• [Dataset extract]:
○ ○ ○ ○

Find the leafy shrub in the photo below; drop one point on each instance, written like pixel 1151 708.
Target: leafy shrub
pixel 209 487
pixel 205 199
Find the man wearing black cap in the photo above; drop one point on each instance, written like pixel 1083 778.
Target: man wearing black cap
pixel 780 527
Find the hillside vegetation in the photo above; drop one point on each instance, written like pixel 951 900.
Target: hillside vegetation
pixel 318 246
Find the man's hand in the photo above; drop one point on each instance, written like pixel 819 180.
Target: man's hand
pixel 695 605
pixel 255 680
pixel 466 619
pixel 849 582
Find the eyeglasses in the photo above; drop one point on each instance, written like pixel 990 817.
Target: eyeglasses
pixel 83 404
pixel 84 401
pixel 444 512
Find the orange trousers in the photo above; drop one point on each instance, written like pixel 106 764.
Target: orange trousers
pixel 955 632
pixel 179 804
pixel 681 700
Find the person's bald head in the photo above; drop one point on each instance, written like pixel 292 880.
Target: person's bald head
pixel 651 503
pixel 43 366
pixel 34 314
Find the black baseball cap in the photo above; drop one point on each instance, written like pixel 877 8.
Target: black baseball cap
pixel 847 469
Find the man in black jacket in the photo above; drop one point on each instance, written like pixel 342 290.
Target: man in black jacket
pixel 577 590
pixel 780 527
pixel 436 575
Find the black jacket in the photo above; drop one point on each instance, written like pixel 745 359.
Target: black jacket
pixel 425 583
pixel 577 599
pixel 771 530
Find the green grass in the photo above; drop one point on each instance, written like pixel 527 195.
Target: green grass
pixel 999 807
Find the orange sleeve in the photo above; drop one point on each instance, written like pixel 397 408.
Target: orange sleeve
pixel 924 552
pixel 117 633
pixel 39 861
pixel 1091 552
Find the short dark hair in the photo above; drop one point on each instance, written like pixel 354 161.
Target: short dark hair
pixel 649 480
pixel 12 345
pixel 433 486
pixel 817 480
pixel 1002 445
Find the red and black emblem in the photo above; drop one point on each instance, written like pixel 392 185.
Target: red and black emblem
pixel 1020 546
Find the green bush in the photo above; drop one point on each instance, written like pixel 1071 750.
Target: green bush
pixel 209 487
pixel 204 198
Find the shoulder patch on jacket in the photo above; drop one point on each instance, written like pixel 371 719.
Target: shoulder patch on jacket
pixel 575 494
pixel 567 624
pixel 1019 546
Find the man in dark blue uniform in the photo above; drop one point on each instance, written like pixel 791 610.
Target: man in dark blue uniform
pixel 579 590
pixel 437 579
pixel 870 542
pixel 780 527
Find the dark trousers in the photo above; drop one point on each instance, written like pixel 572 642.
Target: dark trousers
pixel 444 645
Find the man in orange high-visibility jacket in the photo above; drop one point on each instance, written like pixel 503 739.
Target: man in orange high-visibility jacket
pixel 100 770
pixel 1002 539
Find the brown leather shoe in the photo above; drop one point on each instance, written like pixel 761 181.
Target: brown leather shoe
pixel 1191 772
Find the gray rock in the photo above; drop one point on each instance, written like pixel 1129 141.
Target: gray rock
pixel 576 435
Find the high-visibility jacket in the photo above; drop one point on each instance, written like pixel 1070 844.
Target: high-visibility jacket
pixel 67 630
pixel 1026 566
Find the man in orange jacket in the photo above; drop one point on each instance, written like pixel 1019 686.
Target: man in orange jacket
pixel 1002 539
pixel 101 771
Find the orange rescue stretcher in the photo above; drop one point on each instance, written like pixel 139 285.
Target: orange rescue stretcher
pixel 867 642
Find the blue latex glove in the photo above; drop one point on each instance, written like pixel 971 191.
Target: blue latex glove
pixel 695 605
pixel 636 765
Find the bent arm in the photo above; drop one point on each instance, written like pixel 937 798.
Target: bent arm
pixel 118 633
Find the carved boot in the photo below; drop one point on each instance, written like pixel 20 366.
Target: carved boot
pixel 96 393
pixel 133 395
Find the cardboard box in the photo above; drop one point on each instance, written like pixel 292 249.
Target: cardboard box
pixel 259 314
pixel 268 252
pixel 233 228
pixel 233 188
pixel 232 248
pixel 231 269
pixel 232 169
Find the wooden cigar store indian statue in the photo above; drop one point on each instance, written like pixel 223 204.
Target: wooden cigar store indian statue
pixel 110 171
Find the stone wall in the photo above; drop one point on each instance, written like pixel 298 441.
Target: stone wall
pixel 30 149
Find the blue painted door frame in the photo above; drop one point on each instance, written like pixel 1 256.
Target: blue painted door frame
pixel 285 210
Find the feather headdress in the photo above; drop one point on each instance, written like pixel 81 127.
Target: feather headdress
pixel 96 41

○ ○ ○ ○

• [Request]: Convert every line of all the entries above into a JSON array of strings, one string per line, with blank lines omitted.

• [Correct output]:
[
  "Find the leafy shrub in the photo below; drop one point on each instance, written like pixel 1151 708.",
  "Target: leafy shrub",
  "pixel 209 487",
  "pixel 205 199",
  "Find the man wearing black cap in the photo above; drop one point on each instance, written like pixel 1083 778.",
  "Target: man wearing black cap",
  "pixel 780 527",
  "Find the hillside vegetation in the photo above; drop one point on each instance, written like pixel 951 900.",
  "Target: hillside vegetation",
  "pixel 318 246",
  "Find the man's hand in the photo above; drop one point on each instance, written like pixel 819 180.",
  "Target: man's hand",
  "pixel 695 605",
  "pixel 255 680",
  "pixel 466 619",
  "pixel 849 582",
  "Find the eyeglasses in the photo above; drop one point on each instance, written like pixel 990 817.",
  "Target: eyeglasses",
  "pixel 83 404",
  "pixel 84 401",
  "pixel 444 512",
  "Find the orange trousers in the photo above; drop one point on each instance, written like pixel 106 764.",
  "Target: orange trousers",
  "pixel 955 632",
  "pixel 179 804",
  "pixel 681 700",
  "Find the person's bald head in the photo above; drop one point on each instance, written like pixel 292 880.",
  "Target: person's bald head",
  "pixel 651 503",
  "pixel 43 366",
  "pixel 34 314",
  "Find the black baseball cap in the photo above; drop one point on each instance, written like pixel 877 8.",
  "Target: black baseball cap",
  "pixel 847 469",
  "Find the man in black jacket in the photo above; drop one point on each instance, written like pixel 342 290.",
  "Target: man in black jacket",
  "pixel 577 590",
  "pixel 780 527",
  "pixel 436 575",
  "Find the black jacket in the photo above; drop one point on each instance, written like pixel 745 359.",
  "Target: black jacket",
  "pixel 425 583",
  "pixel 577 599",
  "pixel 771 530",
  "Find the green grass in the photo above; drop one point on each instance, written like pixel 527 195.",
  "Target: green grass",
  "pixel 999 807",
  "Find the orange sleeve in the photo above; drop one point on each instance, written like pixel 397 408.",
  "Target: orange sleeve",
  "pixel 924 552",
  "pixel 117 633",
  "pixel 39 861",
  "pixel 1091 552",
  "Find the short dark hair in the photo above; drop one point on each instance, written like pixel 354 161.",
  "Target: short dark hair",
  "pixel 649 480",
  "pixel 12 345",
  "pixel 433 486",
  "pixel 817 480",
  "pixel 1002 445",
  "Find the red and black emblem in the photo above; drop one point on each instance, written like pixel 392 185.",
  "Target: red and black emblem",
  "pixel 1020 546",
  "Find the green bush in the photo above; drop one point on each instance, written like pixel 1071 750.",
  "Target: green bush",
  "pixel 209 487",
  "pixel 204 198",
  "Find the shoulder patch on jacket in the photo above; drop one point on each instance, written like pixel 371 719.",
  "Target: shoulder patch on jacket",
  "pixel 575 494",
  "pixel 567 624",
  "pixel 1019 546",
  "Find the man in dark blue uniform in the photo above; drop one point on each instance, written like pixel 791 610.",
  "Target: man in dark blue uniform",
  "pixel 579 590",
  "pixel 437 579",
  "pixel 870 542",
  "pixel 780 527",
  "Find the dark trousers in the photo above; drop one point on each instance, written like pixel 572 642.",
  "Target: dark trousers",
  "pixel 444 645",
  "Find the man in orange high-visibility jacket in the photo above; drop one point on each instance, written like pixel 503 739.",
  "Target: man in orange high-visibility jacket",
  "pixel 100 770",
  "pixel 1002 539",
  "Find the brown leather shoe in the photo above; drop one point on each instance, written like pixel 761 181.",
  "Target: brown leather shoe",
  "pixel 1191 772",
  "Find the gray rock in the photo above; drop one point on each instance, written like pixel 1129 141.",
  "Target: gray rock",
  "pixel 576 435",
  "Find the high-visibility jacket in the photo above; drop one point on each instance, written like pixel 1070 844.",
  "Target: high-visibility jacket",
  "pixel 67 630",
  "pixel 1026 566",
  "Find the man in orange jacket in the photo above; drop one point on each instance, written like pixel 1019 686.",
  "Target: man in orange jacket",
  "pixel 1002 539",
  "pixel 101 771",
  "Find the orange rescue stretcher in the photo above; drop one point on each instance, written like pixel 139 285.",
  "Target: orange rescue stretcher",
  "pixel 867 642",
  "Find the blue latex glove in the photo above; drop one point on each instance, written like pixel 971 191.",
  "Target: blue latex glove",
  "pixel 695 605",
  "pixel 636 765",
  "Find the bent arm in the photo above; drop one point on each instance, written like pixel 937 798.",
  "Target: bent arm",
  "pixel 118 633",
  "Find the carved boot in the photo below; drop one point on each instance, written like pixel 20 366.",
  "Target: carved boot",
  "pixel 96 393",
  "pixel 133 395",
  "Find the cardboard box in the photo above; drop one point on each instance, written like pixel 292 249.",
  "Target: cardboard box",
  "pixel 259 314",
  "pixel 268 252",
  "pixel 233 228",
  "pixel 233 188",
  "pixel 232 248",
  "pixel 231 269",
  "pixel 232 169",
  "Find the wooden cigar store indian statue in the photo above; drop one point on each instance, written like pixel 223 204.",
  "Target: wooden cigar store indian statue",
  "pixel 110 171",
  "Find the stone wall in the photo above; drop one point on each instance, written like pixel 298 441.",
  "Target: stone wall",
  "pixel 30 149",
  "Find the blue painted door frame in the photo above; drop one point on each instance, written like pixel 1 256.",
  "Target: blue painted door frame",
  "pixel 285 210",
  "Find the feather headdress in the photo above; drop one point on each instance, written like pixel 81 127.",
  "Target: feather headdress",
  "pixel 96 41"
]